Can you turn the material below into a JSON list of strings, with one string per line and no blank lines, leaving the pictures out?
= = = =
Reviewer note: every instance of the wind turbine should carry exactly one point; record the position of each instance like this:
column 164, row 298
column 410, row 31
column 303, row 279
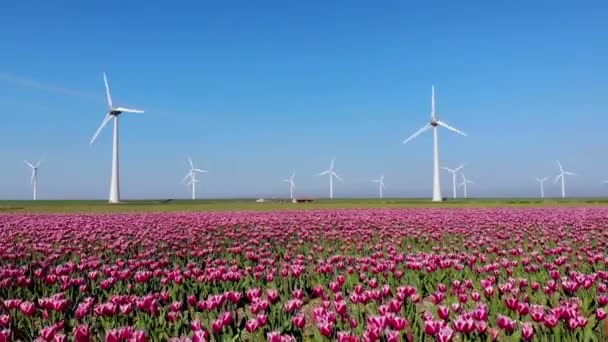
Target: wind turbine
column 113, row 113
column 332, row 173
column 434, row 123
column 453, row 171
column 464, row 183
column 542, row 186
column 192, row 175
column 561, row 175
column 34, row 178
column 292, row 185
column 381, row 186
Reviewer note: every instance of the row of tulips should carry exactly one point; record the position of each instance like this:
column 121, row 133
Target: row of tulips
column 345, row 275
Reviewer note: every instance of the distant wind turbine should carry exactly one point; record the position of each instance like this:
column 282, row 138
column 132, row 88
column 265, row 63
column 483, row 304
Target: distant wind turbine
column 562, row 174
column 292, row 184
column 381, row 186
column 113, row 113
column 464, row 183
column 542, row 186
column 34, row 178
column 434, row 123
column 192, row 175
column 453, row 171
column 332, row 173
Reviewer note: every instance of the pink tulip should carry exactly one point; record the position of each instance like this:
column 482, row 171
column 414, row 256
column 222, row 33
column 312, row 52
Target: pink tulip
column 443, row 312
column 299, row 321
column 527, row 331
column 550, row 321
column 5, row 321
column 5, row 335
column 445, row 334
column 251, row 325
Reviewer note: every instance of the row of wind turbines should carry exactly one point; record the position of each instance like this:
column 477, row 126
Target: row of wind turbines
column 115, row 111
= = = =
* **TASK ANSWER**:
[
  "Reviewer note: every instance of the wind turbine should carry exactly one point; record the position of each instance like this:",
  "column 164, row 298",
  "column 410, row 31",
  "column 303, row 279",
  "Target: wind turbine",
  "column 113, row 113",
  "column 332, row 173",
  "column 434, row 123",
  "column 453, row 171",
  "column 464, row 183",
  "column 542, row 186",
  "column 192, row 175",
  "column 561, row 175",
  "column 34, row 178",
  "column 292, row 185",
  "column 381, row 186",
  "Reviewer note: every instance of the row of tulips should carry exactly one point; record the position of each instance like this:",
  "column 121, row 133",
  "Target: row of tulips",
  "column 345, row 275",
  "Reviewer note: every instance of the distant wind turbine should carry exactly one point; record the position of each instance like this:",
  "column 282, row 138",
  "column 132, row 88",
  "column 265, row 63",
  "column 483, row 304",
  "Target: distant wind turbine",
  "column 562, row 174",
  "column 292, row 184",
  "column 381, row 186",
  "column 113, row 113",
  "column 464, row 183",
  "column 542, row 186",
  "column 34, row 178",
  "column 434, row 123",
  "column 192, row 175",
  "column 453, row 171",
  "column 332, row 173",
  "Reviewer note: every instance of the pink tulip should carry exactly one point; record the position of each instance like this:",
  "column 482, row 171",
  "column 414, row 256",
  "column 222, row 33",
  "column 312, row 52",
  "Target: pink tulip",
  "column 443, row 312",
  "column 299, row 321",
  "column 527, row 331",
  "column 550, row 321",
  "column 5, row 321",
  "column 5, row 335",
  "column 445, row 334",
  "column 251, row 325",
  "Reviewer note: every instance of the row of wind turbines should carry exactly one point; record the position of each instance like this:",
  "column 477, row 126",
  "Target: row of wind turbines",
  "column 115, row 111"
]